>>>

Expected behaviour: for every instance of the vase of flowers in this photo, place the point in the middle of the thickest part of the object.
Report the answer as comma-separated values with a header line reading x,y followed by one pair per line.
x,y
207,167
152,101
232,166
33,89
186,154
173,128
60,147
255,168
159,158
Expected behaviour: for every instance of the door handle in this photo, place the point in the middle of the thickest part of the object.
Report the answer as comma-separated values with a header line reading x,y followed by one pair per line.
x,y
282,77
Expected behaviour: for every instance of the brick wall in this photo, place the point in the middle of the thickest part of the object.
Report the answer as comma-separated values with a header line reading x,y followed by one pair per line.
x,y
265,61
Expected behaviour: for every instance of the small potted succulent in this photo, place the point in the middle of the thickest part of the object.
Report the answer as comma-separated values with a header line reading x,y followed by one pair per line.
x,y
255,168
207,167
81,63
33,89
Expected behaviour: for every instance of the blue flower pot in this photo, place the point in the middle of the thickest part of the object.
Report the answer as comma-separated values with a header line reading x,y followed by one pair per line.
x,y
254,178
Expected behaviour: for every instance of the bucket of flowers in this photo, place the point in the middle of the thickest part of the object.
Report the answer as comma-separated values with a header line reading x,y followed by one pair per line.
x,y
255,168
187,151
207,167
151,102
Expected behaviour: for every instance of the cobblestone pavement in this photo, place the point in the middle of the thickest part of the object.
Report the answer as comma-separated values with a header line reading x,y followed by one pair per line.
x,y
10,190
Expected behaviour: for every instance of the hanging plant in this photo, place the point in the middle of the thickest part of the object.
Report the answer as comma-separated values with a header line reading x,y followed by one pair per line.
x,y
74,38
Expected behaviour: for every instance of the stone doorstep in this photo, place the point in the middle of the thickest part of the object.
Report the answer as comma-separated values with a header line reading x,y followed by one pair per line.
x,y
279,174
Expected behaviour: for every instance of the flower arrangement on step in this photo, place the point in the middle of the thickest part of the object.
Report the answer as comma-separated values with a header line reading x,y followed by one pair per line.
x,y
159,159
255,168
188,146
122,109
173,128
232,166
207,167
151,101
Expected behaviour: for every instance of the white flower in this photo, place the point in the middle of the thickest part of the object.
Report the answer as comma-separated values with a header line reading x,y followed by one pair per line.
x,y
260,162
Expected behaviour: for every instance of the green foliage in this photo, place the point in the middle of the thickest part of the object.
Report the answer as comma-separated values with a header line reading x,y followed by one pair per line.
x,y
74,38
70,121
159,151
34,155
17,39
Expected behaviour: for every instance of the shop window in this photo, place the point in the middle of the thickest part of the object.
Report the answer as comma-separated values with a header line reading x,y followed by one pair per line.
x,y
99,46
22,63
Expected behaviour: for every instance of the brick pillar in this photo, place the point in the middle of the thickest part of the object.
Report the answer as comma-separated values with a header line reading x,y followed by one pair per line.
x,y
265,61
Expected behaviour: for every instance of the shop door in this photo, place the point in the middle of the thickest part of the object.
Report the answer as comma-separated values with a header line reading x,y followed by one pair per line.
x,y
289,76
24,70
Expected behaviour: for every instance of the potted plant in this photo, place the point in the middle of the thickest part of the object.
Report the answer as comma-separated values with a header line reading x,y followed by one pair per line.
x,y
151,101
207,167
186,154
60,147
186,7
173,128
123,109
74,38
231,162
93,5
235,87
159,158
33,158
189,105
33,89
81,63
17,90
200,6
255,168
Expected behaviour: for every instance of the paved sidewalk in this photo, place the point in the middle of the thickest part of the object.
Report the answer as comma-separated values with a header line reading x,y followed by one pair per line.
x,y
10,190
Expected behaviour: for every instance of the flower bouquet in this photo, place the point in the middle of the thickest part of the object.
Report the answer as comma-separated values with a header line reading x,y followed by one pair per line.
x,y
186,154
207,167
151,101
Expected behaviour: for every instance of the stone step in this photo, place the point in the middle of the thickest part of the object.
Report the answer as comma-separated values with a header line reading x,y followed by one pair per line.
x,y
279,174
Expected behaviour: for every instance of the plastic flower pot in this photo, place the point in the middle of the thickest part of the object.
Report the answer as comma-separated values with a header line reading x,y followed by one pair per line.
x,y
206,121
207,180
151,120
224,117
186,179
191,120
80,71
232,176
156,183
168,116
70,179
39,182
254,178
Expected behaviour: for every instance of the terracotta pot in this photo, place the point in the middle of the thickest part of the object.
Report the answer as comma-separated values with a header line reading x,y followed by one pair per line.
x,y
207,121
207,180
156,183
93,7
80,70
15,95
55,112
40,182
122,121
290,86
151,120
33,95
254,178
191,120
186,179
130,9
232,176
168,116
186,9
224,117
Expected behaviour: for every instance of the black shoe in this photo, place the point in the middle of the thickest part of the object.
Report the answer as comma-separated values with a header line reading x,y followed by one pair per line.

<<<

Repeat the records word for word, starting at the line containing "Expected behaviour: for every instance of the black" and continuing through the final line of the records.

WORKED ANSWER
Expected behaviour: for every instance of the black shoe in this photo, place the point in the middle of the thickest part of the object.
Report the answer as comma-separated values with a header line reading x,y followed by one pair per line.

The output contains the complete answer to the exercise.